FRAGMENTO CITADO
Estamos ante una novela centrada, en un característico París contemporáneo, en la relación amorosa entre un treintañero narrador protagonista, artista pintor, sensible y refinado, y Michel, cincuentón obrero de ascendencia campesina. La acción se desarrolla en dos planos temporales: un presente actual en el que Michel, enfermo terminal de sida, es visitado en el hospital por su joven amante, con su relación ya terminada; y, por otro lado, la rememoración de un pasado feliz. Sin obviar la conflictividad de los celos, el desquiciamiento alcohólico, los miedos al abandono o la acechante presencia del desamor, la «carcoma» se dice en metáfora de la maléfica intuición de un siempre posible final de la relación. Buena parte de la historia gravita sobre la enfermedad como elemento deshumanizador de los sentimientos; la presencia de la muerte planea sobre esta frustrada pareja.

Entradas de datos guardadas

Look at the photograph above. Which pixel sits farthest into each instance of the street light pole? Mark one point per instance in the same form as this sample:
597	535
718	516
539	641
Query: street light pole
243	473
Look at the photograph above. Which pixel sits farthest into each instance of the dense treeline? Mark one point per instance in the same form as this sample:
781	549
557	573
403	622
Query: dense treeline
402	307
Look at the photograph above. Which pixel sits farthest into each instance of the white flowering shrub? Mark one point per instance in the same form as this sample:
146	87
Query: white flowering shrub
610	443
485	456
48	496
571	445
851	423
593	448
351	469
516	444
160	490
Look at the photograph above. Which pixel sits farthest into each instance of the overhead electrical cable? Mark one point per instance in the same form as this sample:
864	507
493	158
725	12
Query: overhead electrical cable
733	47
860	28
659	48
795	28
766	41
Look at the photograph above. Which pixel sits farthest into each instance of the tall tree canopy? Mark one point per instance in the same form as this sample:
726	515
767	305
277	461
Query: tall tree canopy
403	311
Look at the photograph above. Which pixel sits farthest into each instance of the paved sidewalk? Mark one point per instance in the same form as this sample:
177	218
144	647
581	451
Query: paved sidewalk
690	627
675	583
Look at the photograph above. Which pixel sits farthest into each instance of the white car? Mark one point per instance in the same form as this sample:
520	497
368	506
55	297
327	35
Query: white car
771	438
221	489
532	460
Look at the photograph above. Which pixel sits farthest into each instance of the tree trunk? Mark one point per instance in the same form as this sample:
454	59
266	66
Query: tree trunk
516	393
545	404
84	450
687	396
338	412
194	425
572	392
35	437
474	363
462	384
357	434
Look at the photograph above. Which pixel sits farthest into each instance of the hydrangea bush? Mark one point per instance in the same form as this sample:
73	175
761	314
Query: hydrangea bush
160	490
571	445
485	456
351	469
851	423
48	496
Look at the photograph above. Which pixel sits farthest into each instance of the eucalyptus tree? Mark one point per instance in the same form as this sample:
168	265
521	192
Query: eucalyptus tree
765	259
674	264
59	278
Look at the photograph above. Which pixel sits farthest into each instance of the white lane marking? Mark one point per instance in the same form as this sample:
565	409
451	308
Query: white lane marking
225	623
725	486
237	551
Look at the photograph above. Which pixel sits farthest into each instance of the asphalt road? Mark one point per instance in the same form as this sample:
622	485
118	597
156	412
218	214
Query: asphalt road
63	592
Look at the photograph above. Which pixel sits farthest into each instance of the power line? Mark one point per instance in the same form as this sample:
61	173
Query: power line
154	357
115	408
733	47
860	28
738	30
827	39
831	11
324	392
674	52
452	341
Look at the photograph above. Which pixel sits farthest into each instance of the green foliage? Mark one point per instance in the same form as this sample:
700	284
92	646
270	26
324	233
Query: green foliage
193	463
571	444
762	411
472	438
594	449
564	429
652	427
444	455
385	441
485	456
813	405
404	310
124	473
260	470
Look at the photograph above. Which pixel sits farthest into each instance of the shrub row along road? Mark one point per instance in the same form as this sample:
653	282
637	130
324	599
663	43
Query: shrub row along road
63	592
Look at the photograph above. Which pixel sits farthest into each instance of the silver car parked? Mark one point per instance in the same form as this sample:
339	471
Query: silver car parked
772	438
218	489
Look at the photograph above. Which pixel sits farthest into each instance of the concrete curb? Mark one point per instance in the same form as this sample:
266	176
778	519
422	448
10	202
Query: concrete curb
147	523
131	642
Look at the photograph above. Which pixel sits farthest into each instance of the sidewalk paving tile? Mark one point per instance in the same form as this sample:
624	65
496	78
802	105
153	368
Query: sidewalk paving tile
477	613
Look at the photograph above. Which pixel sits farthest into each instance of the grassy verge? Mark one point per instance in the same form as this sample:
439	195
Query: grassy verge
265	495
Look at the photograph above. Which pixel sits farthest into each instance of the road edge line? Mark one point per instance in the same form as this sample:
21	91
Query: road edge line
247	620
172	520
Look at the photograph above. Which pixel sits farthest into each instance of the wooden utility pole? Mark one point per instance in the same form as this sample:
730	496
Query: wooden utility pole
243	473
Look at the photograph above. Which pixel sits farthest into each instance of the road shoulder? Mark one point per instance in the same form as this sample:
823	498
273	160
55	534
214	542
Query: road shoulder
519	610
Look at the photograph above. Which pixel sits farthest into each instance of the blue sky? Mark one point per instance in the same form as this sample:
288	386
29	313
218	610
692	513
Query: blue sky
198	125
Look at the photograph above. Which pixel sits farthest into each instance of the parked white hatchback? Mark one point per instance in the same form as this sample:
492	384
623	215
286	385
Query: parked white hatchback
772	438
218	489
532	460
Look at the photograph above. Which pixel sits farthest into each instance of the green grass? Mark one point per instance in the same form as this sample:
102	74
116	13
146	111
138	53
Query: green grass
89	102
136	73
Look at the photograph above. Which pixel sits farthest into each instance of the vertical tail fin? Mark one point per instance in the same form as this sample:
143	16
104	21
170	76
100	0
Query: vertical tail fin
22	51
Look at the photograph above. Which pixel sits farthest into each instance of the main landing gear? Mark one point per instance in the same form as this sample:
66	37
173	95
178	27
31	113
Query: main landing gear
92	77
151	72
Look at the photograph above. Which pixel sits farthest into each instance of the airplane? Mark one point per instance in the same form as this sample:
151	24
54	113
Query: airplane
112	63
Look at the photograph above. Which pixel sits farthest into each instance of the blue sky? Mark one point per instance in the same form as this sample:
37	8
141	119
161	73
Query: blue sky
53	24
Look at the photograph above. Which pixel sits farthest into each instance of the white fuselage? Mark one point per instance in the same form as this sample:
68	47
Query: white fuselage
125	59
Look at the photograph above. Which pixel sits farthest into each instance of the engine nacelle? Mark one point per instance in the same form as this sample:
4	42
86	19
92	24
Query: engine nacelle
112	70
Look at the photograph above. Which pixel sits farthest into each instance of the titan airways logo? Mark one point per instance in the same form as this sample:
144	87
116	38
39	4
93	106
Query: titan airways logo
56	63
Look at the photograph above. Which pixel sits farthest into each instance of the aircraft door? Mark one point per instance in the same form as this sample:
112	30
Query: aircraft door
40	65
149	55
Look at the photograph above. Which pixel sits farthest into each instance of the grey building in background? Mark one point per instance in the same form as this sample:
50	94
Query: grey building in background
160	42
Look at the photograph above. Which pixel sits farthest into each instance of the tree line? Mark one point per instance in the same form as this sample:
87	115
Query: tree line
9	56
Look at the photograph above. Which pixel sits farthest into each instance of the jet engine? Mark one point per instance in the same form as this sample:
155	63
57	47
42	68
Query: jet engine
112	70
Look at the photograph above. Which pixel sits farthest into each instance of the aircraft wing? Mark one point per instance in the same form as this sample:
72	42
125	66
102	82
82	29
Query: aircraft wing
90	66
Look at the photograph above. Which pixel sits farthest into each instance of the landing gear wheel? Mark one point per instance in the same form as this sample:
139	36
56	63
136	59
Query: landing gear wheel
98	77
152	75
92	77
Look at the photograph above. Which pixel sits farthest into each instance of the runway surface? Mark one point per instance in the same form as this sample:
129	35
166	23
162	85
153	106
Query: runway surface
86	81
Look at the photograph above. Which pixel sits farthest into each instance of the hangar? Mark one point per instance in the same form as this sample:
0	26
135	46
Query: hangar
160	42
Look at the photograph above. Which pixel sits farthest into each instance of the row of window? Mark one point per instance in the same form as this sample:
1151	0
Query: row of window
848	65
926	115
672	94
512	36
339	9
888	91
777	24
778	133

...

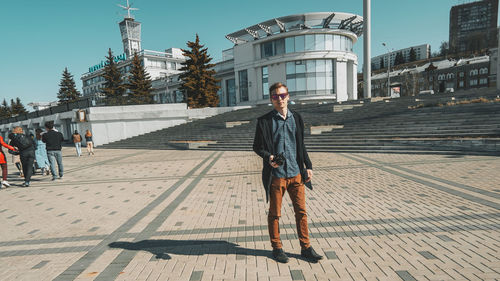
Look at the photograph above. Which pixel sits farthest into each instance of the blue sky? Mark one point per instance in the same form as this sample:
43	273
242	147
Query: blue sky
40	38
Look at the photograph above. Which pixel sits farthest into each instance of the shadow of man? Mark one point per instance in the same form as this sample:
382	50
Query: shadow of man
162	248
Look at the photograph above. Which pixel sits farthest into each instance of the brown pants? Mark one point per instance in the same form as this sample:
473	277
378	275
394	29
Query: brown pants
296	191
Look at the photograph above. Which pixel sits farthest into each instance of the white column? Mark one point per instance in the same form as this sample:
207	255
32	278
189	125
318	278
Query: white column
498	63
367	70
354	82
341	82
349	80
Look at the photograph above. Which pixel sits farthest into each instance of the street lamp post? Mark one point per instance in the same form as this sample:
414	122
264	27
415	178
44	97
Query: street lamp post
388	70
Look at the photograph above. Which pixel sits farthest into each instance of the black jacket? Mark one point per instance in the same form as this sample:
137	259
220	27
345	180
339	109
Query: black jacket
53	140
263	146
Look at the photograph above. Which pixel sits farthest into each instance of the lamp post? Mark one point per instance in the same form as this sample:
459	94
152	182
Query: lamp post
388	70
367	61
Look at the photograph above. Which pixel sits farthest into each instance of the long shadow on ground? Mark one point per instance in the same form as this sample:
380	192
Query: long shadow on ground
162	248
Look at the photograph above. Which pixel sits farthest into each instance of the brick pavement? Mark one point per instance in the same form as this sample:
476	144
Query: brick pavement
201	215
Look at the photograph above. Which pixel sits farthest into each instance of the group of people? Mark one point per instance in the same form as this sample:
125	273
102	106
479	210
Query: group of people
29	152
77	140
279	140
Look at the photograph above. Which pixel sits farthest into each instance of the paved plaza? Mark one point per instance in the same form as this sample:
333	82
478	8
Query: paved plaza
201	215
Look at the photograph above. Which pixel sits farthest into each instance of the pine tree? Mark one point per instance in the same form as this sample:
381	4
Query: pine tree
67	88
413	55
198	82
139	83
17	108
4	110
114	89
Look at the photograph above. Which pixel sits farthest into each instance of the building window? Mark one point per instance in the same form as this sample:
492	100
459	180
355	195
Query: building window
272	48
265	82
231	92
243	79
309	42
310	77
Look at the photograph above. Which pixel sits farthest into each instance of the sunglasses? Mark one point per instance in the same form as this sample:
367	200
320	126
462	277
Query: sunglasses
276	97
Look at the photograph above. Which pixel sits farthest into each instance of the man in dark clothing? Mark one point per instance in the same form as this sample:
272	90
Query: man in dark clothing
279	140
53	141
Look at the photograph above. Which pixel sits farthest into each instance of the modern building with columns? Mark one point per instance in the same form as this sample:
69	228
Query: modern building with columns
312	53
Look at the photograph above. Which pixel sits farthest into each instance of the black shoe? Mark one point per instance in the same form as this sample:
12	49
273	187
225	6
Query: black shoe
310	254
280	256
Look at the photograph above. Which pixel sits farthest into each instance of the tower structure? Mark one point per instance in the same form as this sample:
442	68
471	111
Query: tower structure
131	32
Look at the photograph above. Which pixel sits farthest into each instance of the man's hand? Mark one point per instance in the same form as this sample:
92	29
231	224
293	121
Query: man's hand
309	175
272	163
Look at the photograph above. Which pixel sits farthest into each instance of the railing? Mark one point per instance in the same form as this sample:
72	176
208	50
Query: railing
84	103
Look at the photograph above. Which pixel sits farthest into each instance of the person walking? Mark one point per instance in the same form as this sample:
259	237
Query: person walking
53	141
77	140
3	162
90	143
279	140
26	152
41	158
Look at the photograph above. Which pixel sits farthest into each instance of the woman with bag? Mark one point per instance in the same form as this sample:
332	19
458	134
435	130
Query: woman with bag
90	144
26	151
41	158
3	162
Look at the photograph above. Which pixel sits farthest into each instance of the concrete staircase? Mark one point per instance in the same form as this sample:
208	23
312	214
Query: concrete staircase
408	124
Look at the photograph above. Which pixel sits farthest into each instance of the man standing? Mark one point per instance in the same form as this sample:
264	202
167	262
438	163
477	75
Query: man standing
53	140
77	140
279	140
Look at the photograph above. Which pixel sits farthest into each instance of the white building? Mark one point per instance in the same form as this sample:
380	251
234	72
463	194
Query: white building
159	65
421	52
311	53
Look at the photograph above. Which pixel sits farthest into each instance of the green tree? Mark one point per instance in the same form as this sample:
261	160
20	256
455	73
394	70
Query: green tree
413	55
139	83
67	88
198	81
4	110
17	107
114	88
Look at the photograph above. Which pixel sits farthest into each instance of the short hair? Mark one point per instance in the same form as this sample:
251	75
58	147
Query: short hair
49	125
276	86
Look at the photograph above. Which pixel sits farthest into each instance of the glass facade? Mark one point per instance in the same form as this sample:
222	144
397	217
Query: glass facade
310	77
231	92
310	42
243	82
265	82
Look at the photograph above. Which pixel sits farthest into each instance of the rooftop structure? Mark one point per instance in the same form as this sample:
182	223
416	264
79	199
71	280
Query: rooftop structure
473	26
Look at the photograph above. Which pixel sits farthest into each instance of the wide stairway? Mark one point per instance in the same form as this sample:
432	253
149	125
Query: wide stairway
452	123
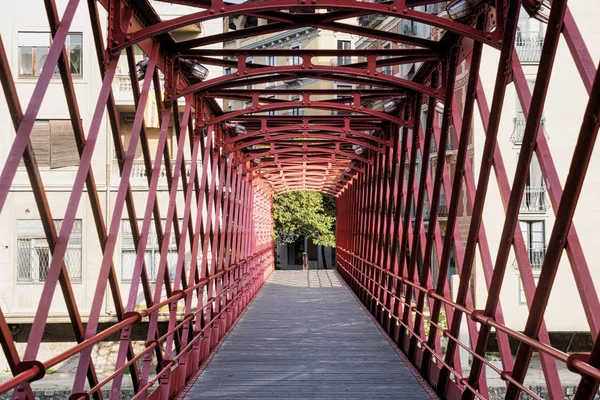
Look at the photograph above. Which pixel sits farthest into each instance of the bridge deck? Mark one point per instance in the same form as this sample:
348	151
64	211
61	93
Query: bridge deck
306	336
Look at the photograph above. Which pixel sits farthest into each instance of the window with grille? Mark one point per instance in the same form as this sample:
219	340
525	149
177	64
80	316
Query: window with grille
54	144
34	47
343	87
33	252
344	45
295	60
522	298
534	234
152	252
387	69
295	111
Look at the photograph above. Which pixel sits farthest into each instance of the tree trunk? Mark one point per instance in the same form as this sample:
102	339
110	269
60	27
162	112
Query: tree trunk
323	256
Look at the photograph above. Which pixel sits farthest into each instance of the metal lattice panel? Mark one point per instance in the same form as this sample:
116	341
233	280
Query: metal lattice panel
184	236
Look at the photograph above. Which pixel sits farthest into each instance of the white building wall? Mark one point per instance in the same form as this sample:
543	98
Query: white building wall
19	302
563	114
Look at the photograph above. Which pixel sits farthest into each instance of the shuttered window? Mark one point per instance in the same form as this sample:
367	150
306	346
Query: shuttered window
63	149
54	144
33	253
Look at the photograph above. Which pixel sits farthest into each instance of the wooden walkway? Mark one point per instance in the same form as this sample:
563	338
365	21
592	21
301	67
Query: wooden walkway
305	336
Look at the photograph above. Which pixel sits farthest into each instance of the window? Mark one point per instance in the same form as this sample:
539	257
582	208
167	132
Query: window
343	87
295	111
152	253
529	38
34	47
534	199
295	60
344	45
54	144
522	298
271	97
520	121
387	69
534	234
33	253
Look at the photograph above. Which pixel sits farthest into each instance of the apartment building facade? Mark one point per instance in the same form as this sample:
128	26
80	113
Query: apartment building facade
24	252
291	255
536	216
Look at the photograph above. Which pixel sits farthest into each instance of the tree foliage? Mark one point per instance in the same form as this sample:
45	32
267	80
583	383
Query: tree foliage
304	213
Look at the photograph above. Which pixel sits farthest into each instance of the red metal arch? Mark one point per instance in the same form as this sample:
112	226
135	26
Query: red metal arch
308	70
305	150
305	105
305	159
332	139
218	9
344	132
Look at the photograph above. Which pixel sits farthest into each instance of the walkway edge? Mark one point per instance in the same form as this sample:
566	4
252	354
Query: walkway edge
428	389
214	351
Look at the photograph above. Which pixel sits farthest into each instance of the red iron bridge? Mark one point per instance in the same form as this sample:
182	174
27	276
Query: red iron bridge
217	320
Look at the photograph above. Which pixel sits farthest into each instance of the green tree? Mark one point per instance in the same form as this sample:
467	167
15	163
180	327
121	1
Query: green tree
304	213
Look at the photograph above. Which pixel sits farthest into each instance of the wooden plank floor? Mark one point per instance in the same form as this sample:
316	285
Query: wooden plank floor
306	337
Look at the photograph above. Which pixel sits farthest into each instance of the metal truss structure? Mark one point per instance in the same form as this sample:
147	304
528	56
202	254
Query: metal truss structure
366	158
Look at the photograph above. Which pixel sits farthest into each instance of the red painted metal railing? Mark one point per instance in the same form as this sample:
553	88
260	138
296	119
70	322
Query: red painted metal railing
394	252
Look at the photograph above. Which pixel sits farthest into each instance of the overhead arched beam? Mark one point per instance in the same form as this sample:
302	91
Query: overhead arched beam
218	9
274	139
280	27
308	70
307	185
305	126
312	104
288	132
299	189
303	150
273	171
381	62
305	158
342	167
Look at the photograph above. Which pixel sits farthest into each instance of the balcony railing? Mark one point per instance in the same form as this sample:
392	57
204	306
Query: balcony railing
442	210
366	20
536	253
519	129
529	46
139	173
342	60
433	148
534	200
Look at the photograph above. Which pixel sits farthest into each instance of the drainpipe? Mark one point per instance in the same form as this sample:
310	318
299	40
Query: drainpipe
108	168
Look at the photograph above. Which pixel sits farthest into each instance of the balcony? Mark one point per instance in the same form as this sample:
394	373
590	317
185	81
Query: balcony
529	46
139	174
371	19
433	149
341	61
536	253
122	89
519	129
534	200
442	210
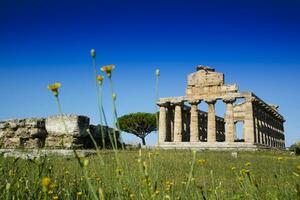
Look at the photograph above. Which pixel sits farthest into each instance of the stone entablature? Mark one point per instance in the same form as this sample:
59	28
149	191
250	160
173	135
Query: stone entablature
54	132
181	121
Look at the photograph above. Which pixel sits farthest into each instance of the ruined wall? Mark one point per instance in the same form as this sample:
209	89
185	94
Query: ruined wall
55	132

EJERCICIOS
1. Indica si cada afirmación concuerda con el fragmento sobre la novela y justifica tu respuesta, sí o no, con las palabras decisivas del texto citadas literalmente: (a) el narrador protagonista es un pintor de unos treinta años; (b) la acción transcurre en Londres; (c) en el presente de la novela, Michel y su joven amante siguen siendo pareja.
2. Retoma el fragmento sobre la novela y escribe su continuación a partir de su última oración.
No hace falta consultar los ítems para nada de lo que se pide.

RESPUESTAS EN ORDEN
1.
(a) Sí: «un treintañero narrador protagonista, artista pintor».
(b) No: «en un característico París contemporáneo».
(c) No: «con su relación ya terminada».

2.
Contagio romántico

Se adentran también en la naturaleza del amor, en esa pasión «que nos contagiaron románticos y surrealistas» y que, en la línea señalada por Ortega y Gasset, consiste en esa «perturbación mental transitoria» que justifica y complica la vida a la vez. Se aprecia también la influencia indirecta de Luis Cernuda y su conocida oposición entre la realidad y el deseo, los vaivenes de la vehemencia erótica y el azar del enamoramiento insospechado. Más evidente porque las notables diferencias culturales y las experiencias diversas del narrador y Michel les encaran a una complementariedad circunstancialmente feliz, pero de conflictiva continuidad; viven su amor con el temor a perderlo, entre celos y contrariadas discusiones de absurda banalidad. Sus respectivas familias, de antagónica extracción social, coinciden en una furibunda o mal disimulada homofobia en cada caso y, a la postre, en un pesado lastre moral para nuestros personajes. Un representativo París, melancólico, les acoge al tiempo que se erige en protagonista, descrito como curiosa atmósfera neorromántica: «El aire, la piedra, el cauce del Sena, nebuloso pastis disuelto en agua, el color de la ciudad de París durante semanas enteras, las fachadas gris perla, el gris de la neblina que se prolonga y envuelve el de muelles y puentes, monocromo, húmedo y obsesivo, hasta que, de pronto, el aire se fragmenta en infinidad de partículas, y los copos de nieve componen un cuadro puntillista». La estación ferroviaria que da título a la novela, es un símbolo del decadente tono de final de trayecto que ésta ostenta; una cierta amargura crepuscular recorre este relato de contrariado amor y anhelante deseo, que no oculta el asfixiante carácter de una posesiva relación. Si el tiempo había paliado la rudeza de la ruptura, ahora la enfermedad les devolvía a un enrarecido ambiente de compasivas caricias, trucados recuerdos y misericordiosos fingimientos: otro amor.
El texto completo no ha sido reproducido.